INSTRUCTIONS FOR THE TASK — Report, as a bare number, how many lines of the material below contain the word "quarter".

DATA SHOWN —
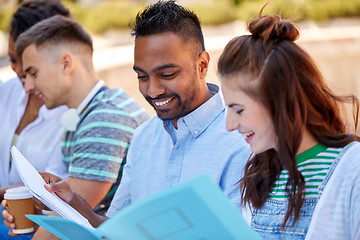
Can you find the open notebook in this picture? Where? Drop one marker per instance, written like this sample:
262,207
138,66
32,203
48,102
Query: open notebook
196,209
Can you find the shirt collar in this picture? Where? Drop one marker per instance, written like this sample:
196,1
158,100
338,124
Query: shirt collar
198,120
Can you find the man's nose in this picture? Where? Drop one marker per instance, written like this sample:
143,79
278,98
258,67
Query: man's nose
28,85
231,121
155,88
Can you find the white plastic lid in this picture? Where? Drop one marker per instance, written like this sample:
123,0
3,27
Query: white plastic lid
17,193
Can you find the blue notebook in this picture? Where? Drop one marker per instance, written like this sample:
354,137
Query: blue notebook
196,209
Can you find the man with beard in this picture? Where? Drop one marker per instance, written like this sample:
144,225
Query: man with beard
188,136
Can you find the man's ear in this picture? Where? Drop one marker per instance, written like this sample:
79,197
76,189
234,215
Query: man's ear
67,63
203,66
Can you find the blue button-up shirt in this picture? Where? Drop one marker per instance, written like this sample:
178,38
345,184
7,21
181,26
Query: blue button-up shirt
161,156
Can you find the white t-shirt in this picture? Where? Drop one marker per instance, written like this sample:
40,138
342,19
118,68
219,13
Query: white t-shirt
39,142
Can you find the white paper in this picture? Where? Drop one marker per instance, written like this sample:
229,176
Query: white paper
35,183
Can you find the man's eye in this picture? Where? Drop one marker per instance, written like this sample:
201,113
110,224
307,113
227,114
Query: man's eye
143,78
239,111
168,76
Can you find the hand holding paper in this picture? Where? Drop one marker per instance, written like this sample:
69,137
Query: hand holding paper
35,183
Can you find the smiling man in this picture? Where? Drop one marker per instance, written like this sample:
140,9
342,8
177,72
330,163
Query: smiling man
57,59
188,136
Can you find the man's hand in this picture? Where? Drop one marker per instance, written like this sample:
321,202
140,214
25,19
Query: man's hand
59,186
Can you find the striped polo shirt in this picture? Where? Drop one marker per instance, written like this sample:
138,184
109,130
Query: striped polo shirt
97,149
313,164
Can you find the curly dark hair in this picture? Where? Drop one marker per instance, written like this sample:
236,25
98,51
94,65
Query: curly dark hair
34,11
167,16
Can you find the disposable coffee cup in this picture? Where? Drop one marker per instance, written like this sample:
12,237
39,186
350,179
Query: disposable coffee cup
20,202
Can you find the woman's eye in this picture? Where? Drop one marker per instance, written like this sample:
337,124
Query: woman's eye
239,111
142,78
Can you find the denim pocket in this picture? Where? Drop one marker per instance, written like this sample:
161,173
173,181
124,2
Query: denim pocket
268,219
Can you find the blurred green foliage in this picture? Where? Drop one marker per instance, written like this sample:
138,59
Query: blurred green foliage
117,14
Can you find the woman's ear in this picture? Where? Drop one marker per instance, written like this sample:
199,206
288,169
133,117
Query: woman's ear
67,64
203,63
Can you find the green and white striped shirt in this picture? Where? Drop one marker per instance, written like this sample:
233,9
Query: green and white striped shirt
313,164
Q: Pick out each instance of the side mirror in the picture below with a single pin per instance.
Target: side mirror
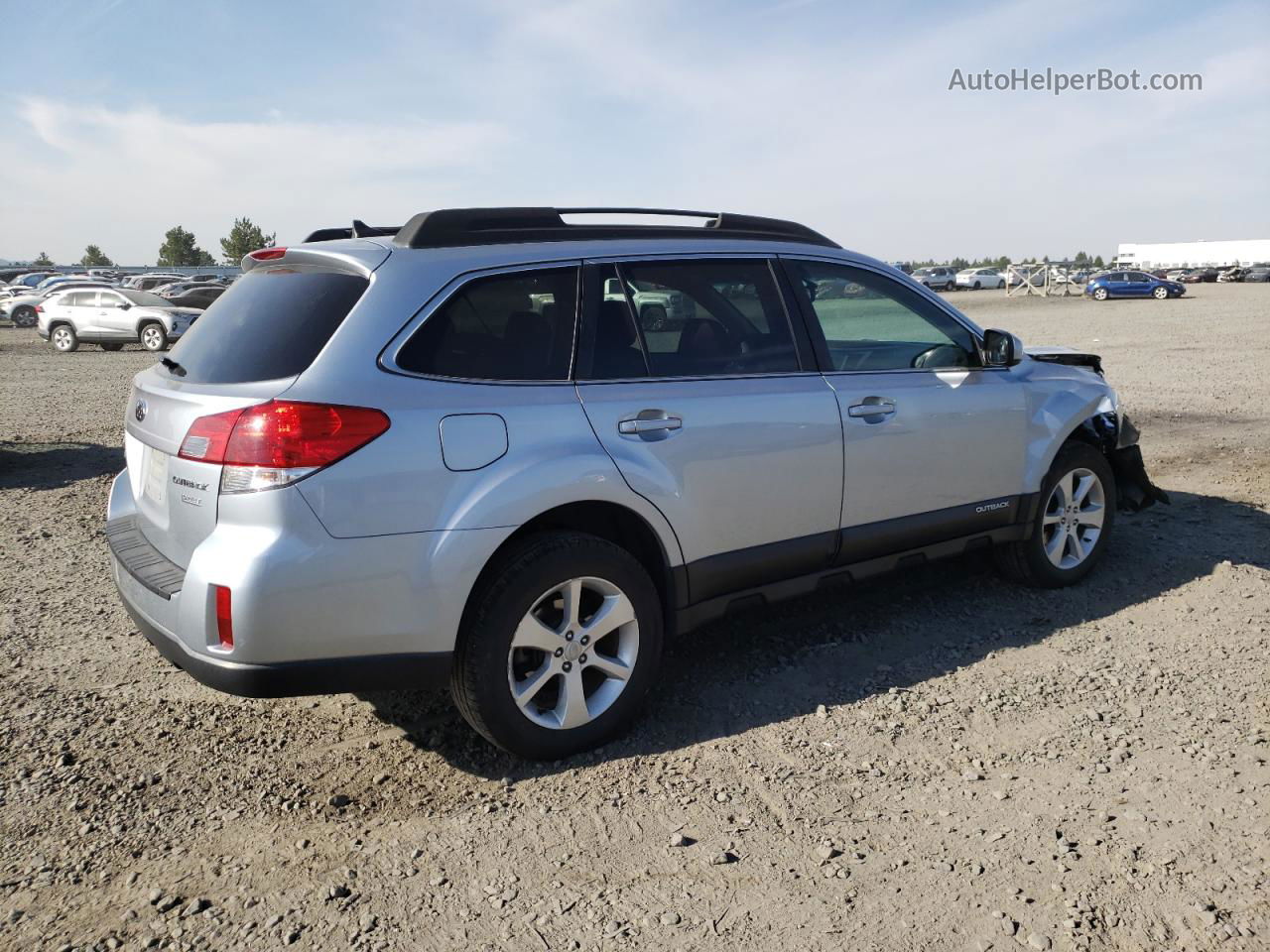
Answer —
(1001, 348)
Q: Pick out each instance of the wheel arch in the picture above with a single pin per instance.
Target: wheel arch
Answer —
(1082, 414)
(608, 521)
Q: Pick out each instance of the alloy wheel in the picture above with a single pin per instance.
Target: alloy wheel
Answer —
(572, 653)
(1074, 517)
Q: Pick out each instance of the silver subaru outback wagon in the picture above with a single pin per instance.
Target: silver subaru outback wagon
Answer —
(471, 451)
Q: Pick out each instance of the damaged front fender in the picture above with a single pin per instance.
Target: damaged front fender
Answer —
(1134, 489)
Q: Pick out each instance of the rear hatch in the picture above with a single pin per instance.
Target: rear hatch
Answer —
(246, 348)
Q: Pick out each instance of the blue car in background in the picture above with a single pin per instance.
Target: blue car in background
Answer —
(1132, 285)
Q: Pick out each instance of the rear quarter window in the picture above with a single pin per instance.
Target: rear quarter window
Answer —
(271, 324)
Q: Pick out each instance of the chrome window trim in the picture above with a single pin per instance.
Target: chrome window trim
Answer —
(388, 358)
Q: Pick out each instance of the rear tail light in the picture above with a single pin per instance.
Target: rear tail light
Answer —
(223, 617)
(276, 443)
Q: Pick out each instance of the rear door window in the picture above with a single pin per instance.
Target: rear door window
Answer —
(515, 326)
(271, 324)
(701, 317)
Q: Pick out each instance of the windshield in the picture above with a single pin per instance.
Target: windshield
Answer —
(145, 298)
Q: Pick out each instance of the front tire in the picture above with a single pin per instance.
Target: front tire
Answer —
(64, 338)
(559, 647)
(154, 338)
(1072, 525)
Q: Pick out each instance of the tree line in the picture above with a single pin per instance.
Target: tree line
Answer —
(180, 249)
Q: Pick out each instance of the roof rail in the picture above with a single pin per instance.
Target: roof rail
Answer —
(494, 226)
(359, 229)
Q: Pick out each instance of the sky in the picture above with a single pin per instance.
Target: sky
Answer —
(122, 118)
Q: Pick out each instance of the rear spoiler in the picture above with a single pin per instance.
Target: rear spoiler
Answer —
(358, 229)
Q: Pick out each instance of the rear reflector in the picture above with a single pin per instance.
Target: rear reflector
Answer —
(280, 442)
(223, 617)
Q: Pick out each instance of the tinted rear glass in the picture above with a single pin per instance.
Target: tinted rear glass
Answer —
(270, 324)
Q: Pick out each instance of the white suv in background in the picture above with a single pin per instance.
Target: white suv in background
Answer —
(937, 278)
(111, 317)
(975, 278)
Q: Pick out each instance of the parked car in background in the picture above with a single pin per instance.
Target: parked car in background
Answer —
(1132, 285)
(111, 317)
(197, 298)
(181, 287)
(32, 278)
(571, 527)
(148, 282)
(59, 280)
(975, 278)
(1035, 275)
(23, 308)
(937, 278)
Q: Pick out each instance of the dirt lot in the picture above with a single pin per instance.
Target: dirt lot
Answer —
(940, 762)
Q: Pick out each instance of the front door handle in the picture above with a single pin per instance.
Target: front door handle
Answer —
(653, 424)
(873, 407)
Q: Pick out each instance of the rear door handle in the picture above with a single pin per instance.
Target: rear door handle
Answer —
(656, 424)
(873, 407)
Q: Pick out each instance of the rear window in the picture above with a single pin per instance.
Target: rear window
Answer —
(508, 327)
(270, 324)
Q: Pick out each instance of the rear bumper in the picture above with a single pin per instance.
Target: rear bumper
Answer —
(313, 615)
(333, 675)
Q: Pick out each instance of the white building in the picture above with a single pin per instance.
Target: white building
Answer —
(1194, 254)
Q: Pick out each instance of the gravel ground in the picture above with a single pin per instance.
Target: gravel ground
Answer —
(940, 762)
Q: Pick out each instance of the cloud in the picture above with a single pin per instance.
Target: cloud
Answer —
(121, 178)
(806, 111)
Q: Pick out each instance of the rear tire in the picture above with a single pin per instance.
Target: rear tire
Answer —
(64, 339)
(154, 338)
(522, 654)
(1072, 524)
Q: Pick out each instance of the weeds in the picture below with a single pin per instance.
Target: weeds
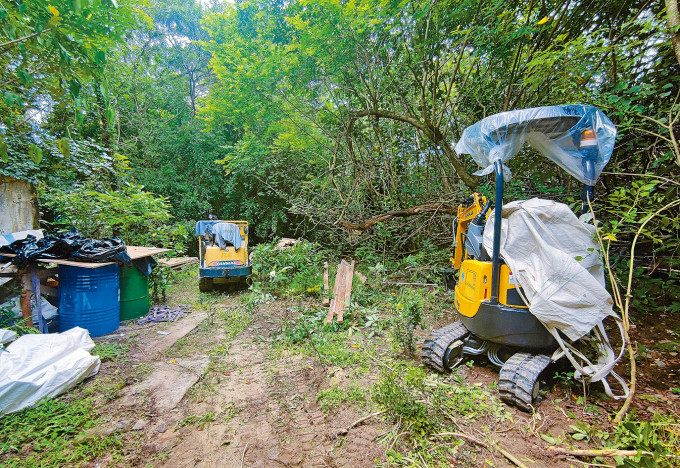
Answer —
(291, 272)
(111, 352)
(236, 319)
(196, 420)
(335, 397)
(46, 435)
...
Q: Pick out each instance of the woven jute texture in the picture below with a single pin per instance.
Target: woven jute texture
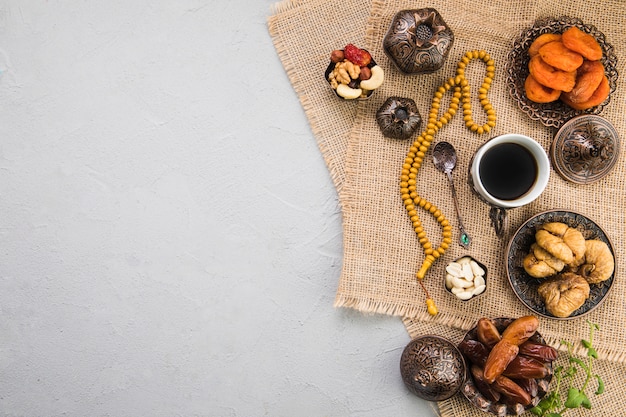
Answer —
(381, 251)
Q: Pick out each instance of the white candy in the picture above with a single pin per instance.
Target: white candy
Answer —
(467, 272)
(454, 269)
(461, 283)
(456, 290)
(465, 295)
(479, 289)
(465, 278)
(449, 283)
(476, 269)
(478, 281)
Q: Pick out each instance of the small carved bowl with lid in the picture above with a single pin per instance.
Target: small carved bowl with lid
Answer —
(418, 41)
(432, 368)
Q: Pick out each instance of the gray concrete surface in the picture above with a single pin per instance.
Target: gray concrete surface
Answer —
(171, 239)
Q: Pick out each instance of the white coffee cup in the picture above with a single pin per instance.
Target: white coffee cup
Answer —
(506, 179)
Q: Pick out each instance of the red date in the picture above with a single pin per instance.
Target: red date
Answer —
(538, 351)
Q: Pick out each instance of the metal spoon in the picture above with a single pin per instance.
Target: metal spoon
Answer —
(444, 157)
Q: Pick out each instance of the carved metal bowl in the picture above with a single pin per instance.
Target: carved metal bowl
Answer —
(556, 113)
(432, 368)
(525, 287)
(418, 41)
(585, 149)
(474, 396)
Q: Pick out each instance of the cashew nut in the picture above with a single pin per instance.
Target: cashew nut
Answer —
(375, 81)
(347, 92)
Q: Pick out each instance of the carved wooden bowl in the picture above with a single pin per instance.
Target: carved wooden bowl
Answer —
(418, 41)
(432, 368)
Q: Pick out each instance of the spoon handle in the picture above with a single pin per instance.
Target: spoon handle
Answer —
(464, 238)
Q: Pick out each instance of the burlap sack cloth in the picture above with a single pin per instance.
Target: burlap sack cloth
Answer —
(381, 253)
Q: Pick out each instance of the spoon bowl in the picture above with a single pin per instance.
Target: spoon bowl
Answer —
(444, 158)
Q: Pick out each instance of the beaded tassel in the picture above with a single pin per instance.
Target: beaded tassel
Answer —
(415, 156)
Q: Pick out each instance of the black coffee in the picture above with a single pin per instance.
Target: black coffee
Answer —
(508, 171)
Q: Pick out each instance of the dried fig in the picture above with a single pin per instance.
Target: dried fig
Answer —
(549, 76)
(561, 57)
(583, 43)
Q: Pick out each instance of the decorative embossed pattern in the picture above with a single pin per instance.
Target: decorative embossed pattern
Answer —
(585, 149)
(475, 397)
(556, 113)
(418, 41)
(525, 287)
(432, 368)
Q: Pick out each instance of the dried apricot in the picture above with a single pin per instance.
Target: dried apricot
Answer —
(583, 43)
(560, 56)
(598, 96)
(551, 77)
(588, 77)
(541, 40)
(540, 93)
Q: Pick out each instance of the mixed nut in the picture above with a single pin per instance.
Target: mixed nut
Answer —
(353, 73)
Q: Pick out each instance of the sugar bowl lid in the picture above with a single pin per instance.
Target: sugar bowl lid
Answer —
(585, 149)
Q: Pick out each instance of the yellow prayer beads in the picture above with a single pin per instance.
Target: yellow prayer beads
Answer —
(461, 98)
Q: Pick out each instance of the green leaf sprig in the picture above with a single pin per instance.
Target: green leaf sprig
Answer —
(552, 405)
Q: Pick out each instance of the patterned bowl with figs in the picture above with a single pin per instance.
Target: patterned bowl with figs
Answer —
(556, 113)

RESPONSE TO THE EXERCISE — 2